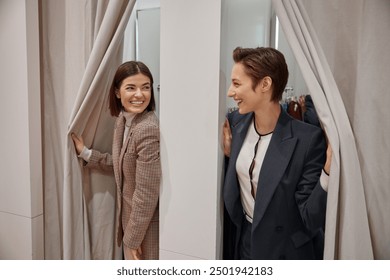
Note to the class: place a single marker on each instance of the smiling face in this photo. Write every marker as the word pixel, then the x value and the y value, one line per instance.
pixel 135 93
pixel 241 90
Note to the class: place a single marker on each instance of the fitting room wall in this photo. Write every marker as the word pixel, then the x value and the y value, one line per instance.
pixel 21 207
pixel 191 114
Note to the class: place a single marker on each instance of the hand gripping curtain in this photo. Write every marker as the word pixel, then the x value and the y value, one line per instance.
pixel 347 234
pixel 89 198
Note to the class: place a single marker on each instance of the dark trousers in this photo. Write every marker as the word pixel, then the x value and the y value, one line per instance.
pixel 244 246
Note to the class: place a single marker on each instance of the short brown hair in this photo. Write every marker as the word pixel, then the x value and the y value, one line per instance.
pixel 125 70
pixel 261 62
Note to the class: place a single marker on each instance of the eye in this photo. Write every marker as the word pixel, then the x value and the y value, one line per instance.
pixel 146 88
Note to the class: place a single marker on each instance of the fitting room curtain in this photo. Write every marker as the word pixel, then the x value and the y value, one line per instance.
pixel 86 38
pixel 340 48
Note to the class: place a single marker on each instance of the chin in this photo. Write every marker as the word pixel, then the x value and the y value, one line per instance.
pixel 242 111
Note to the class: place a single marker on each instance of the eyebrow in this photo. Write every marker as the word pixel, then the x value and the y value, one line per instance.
pixel 144 84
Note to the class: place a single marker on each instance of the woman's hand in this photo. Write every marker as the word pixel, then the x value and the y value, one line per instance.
pixel 227 138
pixel 136 253
pixel 132 254
pixel 78 143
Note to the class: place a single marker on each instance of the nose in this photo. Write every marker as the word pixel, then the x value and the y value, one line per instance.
pixel 231 92
pixel 138 92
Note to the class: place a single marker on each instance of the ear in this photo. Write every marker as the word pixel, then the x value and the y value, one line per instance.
pixel 266 83
pixel 117 94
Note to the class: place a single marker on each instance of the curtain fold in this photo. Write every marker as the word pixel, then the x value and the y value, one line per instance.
pixel 88 197
pixel 347 233
pixel 81 50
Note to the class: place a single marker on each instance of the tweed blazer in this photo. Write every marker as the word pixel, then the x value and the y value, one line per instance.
pixel 290 204
pixel 137 170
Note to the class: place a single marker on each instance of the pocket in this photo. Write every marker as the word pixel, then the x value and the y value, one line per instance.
pixel 300 238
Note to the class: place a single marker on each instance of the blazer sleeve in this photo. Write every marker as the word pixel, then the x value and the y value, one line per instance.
pixel 310 196
pixel 147 189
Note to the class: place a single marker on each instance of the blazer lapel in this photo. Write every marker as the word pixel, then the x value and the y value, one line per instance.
pixel 277 157
pixel 116 149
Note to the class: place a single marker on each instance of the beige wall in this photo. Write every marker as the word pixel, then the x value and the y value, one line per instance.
pixel 21 208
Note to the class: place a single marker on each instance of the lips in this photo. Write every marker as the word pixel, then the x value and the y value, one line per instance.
pixel 136 102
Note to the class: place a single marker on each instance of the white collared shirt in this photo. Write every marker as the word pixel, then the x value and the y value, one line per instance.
pixel 244 161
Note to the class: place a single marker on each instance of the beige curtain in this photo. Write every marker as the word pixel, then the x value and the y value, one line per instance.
pixel 80 51
pixel 339 46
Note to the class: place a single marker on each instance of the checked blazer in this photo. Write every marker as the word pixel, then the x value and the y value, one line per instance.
pixel 137 169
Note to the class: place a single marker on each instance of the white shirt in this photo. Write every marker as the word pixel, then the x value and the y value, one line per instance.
pixel 243 164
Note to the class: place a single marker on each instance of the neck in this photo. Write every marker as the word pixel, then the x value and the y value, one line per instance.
pixel 267 117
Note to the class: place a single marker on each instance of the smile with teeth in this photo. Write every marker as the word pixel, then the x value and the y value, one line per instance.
pixel 136 102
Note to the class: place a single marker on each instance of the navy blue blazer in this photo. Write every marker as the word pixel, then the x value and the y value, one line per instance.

================================

Repeat only the tail of the entries, exactly: the line containing "of the smile" and every line after it, to the end.

Answer space:
Note to the class: place a single marker on each instance of the smile with teeth in this photo. Write every marker as the word pixel, then the x value and the y value, one line per instance.
pixel 136 102
Note to the class: place a single marker on each instance of the navy blue blazer in this photo. Write every marker as the word pixel, then the x value and the y value, one line per instance.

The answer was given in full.